Assignment 1:
In the article on Bill Gates's agriculture speech, rewrite the part starting at "According to Gates, current" and ending at "to developing nations.", replacing "small farmers" with "smallholder farmers".
Assignment 2:
According to the article on Bill Gates's agriculture speech, what roles does Gates now hold at the Bill & Melinda Gates Foundation?
Assignment 3:
Write the next part of the article on Bill Gates's agriculture speech.

Excerpted passage:
Current methods to help poor farmers in developing countries are falling short of their goals and should be held accountable, Bill Gates said Thursday in a speech delivered to the United Nations' International Fund for Agricultural Development (IFAD), World Food Program (WFP) and Food and Agriculture Organization (FAO). Gates called for new global goals for sustainable productivity growth and the measurement of these goals to hold people accountable for achieving them.

"If you care about the poorest, you care about agriculture," said Gates, who now serves as co-chair and trustee of the Bill & Melinda Gates Foundation. "Investments in agriculture are the best weapons against hunger and poverty, and they have made life better for billions of people. The international agriculture community needs to be more innovative, coordinated, and focused to help poor farmers grow more. If we can do that, we can dramatically reduce suffering and build self-sufficiency."

According to Gates, current methods used to fight both poverty and hunger, while successful in the past, are now outdated and inefficient. "Countries, food agencies, and donors aren't working together in a focused and coordinated way to provide the help small farmers need, when they need it," Gates said. He encouraged the three food agencies to "work together to create a global productivity target for small farmers — and a system of public scorecards to measure how countries, food agencies, and donors are contributing toward the overall goal of reducing poverty."

Gates did not set specific targets in his speech, but did suggest taking advantage of the digital revolution to spread new information and innovations to developing nations.

Given records:
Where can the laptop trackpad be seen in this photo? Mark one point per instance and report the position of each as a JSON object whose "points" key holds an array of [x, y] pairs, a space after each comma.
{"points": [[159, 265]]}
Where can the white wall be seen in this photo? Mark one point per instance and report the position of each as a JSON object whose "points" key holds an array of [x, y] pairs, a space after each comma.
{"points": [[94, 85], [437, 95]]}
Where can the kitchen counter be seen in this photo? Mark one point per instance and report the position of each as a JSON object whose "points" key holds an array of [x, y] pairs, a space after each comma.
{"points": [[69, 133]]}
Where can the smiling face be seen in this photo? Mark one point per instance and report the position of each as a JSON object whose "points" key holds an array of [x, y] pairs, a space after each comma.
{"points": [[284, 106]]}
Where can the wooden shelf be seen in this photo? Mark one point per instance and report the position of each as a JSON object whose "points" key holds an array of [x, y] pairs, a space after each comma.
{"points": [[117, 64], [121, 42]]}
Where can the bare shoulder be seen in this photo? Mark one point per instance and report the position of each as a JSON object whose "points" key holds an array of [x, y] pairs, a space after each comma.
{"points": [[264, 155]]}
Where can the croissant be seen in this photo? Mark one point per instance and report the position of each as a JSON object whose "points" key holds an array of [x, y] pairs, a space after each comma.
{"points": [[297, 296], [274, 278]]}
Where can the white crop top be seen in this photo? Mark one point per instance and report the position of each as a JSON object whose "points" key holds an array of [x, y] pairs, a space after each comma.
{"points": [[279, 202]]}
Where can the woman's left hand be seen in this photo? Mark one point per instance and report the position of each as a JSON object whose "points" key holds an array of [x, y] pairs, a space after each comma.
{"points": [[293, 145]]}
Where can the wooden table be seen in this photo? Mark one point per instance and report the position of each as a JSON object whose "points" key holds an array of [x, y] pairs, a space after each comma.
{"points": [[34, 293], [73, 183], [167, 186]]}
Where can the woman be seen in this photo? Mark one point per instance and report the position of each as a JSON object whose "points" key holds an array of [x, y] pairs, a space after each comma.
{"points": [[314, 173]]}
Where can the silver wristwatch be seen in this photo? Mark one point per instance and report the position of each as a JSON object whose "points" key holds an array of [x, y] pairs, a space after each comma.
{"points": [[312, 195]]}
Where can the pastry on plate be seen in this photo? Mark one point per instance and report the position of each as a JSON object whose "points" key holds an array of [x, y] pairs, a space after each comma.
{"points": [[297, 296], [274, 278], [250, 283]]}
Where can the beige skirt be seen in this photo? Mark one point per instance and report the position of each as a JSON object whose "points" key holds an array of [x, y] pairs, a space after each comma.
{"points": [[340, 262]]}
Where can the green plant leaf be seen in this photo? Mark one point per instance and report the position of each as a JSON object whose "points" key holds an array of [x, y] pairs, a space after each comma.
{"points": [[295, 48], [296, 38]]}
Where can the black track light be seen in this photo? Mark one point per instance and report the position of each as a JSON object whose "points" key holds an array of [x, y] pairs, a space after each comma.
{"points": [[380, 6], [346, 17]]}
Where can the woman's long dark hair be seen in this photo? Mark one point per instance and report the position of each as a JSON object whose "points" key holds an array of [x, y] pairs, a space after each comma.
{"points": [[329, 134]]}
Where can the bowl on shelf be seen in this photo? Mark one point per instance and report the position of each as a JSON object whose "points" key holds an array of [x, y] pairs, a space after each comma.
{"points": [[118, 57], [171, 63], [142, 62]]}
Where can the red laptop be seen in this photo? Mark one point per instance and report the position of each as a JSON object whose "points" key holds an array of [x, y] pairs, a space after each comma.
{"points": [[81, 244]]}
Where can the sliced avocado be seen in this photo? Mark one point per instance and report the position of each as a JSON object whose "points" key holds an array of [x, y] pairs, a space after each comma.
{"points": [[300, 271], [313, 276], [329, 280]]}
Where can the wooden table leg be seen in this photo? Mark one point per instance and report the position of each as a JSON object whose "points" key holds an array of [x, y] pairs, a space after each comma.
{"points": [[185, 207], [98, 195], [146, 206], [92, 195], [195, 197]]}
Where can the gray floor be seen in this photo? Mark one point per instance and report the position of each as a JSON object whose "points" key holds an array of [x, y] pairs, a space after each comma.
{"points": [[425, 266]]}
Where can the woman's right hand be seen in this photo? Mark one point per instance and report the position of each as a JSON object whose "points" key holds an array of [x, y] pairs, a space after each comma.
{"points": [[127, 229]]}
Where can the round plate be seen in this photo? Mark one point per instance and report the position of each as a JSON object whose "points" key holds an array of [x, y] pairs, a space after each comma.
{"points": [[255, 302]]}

Written reply 1:
According to Gates, current methods used to fight both poverty and hunger, while successful in the past, are now outdated and inefficient. "Countries, food agencies, and donors aren't working together in a focused and coordinated way to provide the help smallholder farmers need, when they need it," Gates said. He encouraged the three food agencies to "work together to create a global productivity target for smallholder farmers — and a system of public scorecards to measure how countries, food agencies, and donors are contributing toward the overall goal of reducing poverty."

Gates did not set specific targets in his speech, but did suggest taking advantage of the digital revolution to spread new information and innovations to developing nations.

Written reply 2:
He serves as co-chair and trustee.

Written reply 3:
Gates also advocated the U.N. agencies put "scorecards of progress" in place by the end of the year, allowing them to measure how they are doing toward their goals. As Justin Gillis wrote in the New York Times, the "scorecards" are a typical approach of the Gates Foundation, which "take[s] the view that setting explicit numerical targets and holding people to them is one key to progress." The foundation uses similar scorecards with its vaccination programs.

Gates also used the occasion of the speech to announce nearly $200 million in new grants from the foundation. The funds will fund agricultural development projects, such as the release of 34 new GMO varieties of drought-resistant maize (corn); delivering vaccines to millions of livestock; breaking down gender barriers for female farmers; and controlling contamination that currently affects a quarter of all world food crops. The Gates Foundation has now contributed more than $2 billion toward small-farmer agricultural programs.

According to the Gates Foundation, there are now more than 1 billion hungry people around the world and food prices are once again rising. But doubling or tripling farm productivity in regions such as sub-Saharan Africa could help 400 million people escape poverty.